What you will do:
Once the line containing "Identify a point for each instance of the chick's dark" is found in the data below, output that line and every line after it through the last, unchanged and with nothing else.

Exercise materials Start Marker

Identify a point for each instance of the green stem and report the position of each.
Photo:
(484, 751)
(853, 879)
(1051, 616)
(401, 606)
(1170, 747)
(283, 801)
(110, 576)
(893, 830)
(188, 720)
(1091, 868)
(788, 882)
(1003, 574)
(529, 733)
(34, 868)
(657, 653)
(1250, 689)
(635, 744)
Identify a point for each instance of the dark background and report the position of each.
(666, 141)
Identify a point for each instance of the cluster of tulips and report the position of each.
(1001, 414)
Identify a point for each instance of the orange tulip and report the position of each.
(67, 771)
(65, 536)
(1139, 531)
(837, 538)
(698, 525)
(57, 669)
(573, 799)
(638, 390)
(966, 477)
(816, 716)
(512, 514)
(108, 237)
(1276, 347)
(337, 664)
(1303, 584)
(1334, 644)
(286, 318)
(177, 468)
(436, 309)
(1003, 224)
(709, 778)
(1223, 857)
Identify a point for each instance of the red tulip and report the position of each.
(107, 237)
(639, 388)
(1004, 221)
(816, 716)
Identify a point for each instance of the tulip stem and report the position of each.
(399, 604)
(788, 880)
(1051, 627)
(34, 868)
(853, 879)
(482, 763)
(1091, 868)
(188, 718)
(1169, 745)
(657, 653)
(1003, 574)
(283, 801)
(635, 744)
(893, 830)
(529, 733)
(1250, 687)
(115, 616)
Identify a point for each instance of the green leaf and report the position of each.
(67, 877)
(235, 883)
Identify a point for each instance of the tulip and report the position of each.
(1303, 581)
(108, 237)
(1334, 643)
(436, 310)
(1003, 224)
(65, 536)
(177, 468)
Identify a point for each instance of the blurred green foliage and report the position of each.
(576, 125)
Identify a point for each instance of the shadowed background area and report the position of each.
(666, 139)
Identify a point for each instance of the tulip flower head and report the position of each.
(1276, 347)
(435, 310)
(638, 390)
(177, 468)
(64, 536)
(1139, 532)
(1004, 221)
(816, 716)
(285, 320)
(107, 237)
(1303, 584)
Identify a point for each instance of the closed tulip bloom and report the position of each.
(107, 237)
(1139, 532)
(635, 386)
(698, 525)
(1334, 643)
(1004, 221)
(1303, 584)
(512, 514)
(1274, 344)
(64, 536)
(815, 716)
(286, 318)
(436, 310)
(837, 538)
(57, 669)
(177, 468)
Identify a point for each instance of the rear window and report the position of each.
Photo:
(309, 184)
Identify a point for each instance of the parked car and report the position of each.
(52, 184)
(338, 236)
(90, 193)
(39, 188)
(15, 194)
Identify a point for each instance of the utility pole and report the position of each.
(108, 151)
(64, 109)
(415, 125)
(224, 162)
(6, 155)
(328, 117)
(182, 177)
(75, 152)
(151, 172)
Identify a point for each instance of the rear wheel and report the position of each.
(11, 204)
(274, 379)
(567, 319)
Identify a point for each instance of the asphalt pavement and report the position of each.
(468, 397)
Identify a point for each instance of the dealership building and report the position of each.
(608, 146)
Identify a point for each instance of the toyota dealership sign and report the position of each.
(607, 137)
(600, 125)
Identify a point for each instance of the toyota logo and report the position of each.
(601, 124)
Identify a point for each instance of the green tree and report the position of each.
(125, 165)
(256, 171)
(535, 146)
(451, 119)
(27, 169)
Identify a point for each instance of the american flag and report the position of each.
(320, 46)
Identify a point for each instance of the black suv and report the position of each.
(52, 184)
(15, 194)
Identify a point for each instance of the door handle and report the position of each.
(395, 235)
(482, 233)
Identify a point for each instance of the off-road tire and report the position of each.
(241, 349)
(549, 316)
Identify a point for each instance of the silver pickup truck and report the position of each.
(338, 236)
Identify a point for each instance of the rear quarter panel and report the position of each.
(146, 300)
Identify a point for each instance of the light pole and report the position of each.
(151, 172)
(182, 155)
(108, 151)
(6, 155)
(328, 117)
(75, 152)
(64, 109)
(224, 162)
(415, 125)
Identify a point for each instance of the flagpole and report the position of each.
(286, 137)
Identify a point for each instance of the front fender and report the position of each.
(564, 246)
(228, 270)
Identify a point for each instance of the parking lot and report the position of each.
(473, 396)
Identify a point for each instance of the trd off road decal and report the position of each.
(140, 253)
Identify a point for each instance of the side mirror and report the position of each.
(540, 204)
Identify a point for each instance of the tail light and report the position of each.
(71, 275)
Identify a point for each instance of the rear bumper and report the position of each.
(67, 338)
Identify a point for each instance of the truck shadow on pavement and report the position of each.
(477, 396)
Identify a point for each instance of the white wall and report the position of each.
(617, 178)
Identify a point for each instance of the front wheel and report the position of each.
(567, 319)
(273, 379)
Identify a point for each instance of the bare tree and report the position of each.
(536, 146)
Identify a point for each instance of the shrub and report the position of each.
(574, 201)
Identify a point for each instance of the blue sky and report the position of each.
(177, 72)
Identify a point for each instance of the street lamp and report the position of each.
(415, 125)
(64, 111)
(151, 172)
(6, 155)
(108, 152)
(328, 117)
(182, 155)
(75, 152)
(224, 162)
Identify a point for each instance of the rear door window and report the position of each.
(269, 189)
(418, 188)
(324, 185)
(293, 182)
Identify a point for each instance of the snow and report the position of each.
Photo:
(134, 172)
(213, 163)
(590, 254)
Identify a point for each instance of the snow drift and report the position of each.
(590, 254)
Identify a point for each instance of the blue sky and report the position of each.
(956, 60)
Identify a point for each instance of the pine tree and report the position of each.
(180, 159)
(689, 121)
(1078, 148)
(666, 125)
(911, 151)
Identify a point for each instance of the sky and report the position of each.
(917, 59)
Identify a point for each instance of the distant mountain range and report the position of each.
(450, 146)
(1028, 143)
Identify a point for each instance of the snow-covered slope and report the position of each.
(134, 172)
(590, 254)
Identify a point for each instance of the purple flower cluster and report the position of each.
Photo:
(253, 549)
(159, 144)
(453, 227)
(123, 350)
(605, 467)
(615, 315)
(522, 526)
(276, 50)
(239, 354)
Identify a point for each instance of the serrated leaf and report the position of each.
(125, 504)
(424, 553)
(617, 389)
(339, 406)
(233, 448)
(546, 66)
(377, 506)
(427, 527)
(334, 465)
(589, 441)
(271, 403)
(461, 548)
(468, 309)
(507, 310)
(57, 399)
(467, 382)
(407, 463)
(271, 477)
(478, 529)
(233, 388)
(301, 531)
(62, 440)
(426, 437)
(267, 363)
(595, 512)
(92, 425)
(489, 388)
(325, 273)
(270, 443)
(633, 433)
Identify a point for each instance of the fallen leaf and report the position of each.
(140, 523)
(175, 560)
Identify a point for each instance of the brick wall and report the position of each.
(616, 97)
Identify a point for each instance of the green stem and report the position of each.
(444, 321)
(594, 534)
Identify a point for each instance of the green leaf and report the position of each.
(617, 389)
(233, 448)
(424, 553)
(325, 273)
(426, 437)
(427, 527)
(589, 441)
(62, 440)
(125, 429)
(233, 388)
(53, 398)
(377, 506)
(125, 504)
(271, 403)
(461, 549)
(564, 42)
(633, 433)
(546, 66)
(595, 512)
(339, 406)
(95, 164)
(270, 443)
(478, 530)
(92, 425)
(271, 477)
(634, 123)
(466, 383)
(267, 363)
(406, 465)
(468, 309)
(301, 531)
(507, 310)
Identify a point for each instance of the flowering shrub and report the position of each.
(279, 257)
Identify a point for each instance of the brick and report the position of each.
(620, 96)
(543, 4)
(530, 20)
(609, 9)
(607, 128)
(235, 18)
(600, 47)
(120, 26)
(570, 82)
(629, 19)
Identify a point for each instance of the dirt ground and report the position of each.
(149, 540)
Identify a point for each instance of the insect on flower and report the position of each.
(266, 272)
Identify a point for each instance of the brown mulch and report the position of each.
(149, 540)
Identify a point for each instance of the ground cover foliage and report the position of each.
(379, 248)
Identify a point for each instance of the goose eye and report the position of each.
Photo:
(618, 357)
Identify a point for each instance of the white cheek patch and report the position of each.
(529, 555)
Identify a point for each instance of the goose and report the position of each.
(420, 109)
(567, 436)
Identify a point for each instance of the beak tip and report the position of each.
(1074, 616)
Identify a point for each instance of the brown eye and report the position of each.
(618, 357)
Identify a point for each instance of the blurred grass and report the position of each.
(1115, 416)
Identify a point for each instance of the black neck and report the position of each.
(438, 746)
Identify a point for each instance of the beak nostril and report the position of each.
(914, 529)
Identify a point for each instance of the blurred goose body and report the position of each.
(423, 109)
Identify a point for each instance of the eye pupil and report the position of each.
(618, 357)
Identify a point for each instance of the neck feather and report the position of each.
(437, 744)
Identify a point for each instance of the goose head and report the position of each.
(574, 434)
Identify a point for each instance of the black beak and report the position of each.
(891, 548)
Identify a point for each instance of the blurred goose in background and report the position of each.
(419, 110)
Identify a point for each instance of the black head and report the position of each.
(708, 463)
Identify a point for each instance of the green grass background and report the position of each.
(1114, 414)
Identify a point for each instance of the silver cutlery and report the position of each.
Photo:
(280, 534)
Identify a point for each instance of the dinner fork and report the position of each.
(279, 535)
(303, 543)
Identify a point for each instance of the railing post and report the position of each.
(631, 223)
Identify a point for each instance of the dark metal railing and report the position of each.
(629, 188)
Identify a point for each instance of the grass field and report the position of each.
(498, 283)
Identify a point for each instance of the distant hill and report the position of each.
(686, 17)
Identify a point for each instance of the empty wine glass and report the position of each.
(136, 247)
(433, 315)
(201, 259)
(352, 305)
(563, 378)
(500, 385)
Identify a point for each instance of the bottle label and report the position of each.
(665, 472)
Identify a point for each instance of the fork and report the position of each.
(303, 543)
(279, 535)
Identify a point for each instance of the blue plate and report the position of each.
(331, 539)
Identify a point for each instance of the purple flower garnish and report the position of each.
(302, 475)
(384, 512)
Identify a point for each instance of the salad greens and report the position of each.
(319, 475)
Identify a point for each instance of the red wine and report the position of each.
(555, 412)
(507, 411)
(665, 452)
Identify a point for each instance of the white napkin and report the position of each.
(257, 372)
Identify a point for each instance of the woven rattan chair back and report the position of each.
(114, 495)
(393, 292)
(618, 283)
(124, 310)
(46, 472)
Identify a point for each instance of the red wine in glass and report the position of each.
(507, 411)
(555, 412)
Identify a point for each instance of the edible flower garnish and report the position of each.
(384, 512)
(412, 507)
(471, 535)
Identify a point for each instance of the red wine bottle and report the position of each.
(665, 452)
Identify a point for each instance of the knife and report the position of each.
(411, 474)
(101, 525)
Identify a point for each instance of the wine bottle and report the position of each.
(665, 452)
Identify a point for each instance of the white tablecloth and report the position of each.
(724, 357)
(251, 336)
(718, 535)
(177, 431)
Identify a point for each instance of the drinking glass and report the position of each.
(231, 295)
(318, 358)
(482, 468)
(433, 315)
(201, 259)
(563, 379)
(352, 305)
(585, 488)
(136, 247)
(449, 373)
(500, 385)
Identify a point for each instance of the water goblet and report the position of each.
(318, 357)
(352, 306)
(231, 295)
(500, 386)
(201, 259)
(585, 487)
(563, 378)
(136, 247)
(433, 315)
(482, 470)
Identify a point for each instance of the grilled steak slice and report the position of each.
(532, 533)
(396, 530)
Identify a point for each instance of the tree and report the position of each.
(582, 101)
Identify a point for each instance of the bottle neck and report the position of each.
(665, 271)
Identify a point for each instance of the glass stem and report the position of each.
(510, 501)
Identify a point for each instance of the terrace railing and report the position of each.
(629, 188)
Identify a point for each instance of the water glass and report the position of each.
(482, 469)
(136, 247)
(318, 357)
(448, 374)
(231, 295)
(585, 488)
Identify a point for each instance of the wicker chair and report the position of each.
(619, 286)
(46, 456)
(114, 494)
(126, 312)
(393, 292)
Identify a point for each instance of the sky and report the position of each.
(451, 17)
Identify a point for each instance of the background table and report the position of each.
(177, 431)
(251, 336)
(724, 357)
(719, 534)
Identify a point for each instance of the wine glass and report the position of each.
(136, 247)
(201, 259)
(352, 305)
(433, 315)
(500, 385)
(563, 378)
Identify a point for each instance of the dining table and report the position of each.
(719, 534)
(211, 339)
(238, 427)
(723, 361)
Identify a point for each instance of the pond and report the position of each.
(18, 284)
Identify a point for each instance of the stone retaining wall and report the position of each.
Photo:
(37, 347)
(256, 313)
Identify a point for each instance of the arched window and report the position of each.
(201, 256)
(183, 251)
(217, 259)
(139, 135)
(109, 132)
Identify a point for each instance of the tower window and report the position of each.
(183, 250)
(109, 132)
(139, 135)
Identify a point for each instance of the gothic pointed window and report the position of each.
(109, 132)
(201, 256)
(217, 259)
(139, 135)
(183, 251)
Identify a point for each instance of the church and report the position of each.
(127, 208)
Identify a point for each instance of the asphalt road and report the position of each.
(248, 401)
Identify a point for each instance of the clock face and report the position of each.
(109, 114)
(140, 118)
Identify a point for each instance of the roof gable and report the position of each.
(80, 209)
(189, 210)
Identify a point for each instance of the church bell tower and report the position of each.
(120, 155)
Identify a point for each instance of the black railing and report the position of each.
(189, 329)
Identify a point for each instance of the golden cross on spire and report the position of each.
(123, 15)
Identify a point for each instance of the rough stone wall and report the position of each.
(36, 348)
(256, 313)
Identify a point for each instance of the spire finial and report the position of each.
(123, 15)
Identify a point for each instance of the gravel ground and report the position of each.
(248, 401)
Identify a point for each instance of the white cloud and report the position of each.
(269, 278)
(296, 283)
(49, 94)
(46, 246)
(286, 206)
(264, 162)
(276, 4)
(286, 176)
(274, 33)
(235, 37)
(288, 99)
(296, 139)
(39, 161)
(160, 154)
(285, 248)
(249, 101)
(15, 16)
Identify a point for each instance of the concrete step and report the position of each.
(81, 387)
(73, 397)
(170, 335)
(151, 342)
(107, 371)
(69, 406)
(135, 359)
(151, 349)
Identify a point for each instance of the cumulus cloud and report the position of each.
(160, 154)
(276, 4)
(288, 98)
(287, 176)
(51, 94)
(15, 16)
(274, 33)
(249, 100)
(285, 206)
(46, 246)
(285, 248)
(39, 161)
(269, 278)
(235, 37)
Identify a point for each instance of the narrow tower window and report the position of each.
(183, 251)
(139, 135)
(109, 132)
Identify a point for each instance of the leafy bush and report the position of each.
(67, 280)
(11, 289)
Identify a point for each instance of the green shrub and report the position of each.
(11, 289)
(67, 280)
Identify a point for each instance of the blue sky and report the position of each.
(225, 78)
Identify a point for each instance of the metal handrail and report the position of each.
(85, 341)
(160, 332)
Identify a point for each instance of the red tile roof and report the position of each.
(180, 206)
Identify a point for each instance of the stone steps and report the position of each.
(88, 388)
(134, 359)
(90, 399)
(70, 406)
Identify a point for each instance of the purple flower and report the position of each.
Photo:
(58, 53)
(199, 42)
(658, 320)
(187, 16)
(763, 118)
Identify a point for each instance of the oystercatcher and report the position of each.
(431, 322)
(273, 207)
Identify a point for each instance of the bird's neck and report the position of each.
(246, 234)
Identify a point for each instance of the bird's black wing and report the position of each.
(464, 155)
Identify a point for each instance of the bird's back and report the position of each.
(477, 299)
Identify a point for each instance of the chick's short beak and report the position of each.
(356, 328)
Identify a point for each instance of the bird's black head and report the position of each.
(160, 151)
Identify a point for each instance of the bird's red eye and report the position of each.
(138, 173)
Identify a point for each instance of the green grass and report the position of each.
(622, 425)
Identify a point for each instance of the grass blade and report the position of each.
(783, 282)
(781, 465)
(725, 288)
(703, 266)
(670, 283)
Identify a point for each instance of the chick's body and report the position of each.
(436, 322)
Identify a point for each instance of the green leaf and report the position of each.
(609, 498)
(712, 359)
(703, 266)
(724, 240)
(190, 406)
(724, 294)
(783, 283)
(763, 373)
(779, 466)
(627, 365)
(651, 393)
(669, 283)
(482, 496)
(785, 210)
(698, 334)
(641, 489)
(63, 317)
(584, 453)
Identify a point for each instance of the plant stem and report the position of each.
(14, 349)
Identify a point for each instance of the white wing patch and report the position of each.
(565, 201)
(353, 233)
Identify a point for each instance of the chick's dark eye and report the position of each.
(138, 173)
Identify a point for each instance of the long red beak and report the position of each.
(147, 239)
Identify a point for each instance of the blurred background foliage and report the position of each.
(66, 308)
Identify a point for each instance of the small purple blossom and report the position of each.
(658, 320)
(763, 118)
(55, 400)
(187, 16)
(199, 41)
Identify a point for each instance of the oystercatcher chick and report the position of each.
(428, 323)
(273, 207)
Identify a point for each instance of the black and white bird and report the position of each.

Exercise materials End Marker

Your solution:
Identify a point for each instance of the chick's dark eye and report the position of each.
(138, 173)
Identify a point for each instance of the long red beak and report the position of each.
(147, 239)
Identify a point for each instance of the blurred background foliage and report the position of each.
(66, 308)
Identify a point for each instance of the small purple blossom and report the position of each.
(658, 320)
(763, 118)
(55, 400)
(187, 16)
(199, 41)
Identify a point for each instance of the oystercatcher chick and report the position of each.
(428, 323)
(273, 207)
Identify a point for each instance of the black and white bird and report the position of each.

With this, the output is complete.